** Instruction **
Copy out the rows below word for word, starting at the line that contains "Could you find the sea" and ending at the line that contains "[0,268,158,304]", with both of those lines included.

** Provided material **
# # #

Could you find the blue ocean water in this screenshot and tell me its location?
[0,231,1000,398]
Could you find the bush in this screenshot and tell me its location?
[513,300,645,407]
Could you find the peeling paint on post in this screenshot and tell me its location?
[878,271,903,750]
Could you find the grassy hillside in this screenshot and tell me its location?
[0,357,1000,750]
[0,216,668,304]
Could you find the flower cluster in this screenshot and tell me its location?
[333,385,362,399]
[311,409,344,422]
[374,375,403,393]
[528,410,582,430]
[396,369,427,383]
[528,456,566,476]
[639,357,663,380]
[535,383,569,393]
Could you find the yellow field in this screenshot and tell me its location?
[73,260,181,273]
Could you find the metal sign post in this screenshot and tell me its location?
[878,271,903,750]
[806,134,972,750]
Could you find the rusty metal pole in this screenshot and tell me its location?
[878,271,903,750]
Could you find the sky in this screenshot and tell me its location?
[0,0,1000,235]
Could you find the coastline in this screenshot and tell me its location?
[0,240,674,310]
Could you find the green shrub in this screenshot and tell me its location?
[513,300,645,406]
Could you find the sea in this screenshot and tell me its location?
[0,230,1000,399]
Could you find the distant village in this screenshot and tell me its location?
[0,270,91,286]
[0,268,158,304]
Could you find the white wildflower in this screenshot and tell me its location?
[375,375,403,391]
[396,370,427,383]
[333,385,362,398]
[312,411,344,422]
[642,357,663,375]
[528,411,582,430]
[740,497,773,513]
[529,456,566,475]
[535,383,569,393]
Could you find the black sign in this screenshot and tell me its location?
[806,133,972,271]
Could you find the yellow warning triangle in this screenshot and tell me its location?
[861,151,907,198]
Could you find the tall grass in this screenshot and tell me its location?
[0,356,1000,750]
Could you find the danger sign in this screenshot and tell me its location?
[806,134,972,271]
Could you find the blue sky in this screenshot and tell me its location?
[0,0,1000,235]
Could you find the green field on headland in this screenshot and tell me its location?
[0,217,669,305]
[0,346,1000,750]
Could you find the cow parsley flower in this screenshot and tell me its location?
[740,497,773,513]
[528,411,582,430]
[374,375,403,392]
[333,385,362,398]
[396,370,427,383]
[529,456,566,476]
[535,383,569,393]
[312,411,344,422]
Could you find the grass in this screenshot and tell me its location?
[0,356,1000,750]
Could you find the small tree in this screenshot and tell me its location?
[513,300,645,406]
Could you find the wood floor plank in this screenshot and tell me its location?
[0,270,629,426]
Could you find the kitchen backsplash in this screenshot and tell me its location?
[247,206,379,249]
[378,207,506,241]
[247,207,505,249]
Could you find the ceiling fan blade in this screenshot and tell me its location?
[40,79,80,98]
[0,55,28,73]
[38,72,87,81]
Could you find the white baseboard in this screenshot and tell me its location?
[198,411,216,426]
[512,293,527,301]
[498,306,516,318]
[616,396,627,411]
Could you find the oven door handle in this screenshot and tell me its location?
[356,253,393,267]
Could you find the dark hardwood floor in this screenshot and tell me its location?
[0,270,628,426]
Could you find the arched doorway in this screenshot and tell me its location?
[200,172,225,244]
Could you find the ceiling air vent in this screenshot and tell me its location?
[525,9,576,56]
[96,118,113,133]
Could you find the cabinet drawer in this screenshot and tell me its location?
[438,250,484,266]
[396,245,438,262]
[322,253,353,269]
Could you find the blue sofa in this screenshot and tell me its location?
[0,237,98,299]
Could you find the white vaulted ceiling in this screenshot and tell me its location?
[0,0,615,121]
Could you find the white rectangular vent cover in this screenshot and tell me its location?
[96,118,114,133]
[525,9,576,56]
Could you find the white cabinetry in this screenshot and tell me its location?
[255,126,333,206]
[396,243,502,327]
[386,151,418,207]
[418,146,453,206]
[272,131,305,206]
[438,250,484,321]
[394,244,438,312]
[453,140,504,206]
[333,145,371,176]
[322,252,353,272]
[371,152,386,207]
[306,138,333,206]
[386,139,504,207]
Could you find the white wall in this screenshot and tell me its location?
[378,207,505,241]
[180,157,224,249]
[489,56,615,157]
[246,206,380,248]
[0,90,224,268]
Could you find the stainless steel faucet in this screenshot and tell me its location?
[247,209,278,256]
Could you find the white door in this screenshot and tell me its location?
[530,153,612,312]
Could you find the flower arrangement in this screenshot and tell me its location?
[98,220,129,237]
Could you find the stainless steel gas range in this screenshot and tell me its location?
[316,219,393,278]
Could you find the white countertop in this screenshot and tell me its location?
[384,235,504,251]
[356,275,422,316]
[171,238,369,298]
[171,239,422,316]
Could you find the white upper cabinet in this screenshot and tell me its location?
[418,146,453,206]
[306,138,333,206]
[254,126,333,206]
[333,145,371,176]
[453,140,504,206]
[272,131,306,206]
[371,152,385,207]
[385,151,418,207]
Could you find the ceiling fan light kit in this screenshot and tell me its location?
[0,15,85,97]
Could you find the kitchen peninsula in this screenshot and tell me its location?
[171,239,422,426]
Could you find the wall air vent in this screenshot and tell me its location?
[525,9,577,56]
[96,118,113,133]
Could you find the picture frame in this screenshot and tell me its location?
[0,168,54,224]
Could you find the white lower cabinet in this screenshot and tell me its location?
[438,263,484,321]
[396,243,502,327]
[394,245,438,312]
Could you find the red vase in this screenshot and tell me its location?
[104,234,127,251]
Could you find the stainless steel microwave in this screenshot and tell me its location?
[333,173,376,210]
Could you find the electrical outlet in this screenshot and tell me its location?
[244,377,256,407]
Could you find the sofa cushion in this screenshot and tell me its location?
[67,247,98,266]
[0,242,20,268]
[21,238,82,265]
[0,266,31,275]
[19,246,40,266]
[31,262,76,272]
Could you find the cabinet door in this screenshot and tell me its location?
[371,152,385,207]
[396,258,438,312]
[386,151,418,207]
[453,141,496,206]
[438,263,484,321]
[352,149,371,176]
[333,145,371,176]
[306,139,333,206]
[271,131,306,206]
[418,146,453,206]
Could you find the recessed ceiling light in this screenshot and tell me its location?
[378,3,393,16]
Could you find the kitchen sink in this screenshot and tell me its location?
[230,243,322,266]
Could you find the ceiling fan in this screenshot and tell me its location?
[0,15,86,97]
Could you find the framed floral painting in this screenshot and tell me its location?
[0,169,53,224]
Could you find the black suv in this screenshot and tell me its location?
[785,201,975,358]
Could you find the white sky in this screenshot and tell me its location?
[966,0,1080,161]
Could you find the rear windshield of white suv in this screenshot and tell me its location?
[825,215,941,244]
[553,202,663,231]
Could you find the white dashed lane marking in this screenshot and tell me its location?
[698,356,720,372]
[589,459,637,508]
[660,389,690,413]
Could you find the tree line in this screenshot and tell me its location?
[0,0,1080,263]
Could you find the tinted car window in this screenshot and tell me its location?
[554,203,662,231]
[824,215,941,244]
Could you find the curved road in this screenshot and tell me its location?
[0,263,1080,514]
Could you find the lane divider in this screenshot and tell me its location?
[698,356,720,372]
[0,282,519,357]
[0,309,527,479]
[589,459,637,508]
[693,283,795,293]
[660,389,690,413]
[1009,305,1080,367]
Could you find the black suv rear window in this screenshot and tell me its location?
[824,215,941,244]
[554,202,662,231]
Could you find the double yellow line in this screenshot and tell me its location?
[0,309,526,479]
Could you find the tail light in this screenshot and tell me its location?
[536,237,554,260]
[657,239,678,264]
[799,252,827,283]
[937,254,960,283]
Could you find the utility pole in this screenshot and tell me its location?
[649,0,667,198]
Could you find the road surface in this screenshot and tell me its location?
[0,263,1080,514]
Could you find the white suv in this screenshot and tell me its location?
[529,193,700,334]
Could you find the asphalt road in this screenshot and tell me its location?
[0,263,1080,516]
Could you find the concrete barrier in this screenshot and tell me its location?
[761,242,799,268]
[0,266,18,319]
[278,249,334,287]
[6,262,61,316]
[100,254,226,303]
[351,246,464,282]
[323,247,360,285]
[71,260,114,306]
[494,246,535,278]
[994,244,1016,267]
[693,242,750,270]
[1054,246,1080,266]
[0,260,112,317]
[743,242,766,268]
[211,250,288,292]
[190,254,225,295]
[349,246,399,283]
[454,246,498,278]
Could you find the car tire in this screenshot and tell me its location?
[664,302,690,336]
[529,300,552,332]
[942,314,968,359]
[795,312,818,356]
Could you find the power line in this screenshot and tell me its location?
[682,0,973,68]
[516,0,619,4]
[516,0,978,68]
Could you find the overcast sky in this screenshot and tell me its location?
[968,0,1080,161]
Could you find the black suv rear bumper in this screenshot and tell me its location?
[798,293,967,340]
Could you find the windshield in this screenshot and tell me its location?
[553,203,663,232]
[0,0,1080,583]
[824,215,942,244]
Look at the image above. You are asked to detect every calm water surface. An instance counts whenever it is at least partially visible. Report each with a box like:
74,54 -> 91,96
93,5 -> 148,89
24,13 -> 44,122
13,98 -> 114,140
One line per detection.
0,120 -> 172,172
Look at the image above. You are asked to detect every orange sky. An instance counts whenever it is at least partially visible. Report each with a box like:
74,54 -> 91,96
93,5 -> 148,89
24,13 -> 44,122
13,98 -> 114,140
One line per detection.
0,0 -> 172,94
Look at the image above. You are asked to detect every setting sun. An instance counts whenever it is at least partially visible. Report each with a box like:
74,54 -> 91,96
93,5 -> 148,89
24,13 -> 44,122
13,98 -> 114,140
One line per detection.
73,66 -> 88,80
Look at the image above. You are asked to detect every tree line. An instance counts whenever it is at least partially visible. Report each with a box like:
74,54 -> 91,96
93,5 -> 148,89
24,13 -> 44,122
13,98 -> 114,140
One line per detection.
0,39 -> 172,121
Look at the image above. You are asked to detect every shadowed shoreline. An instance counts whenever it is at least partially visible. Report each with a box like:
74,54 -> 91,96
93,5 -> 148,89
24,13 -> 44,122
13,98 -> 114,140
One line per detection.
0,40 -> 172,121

# # #

** Solution **
Could you find the sea in this screenshot and tell me its location?
[0,230,1000,399]
Could you find the distant village in this screenshot and tell me its location?
[0,270,91,286]
[0,268,158,304]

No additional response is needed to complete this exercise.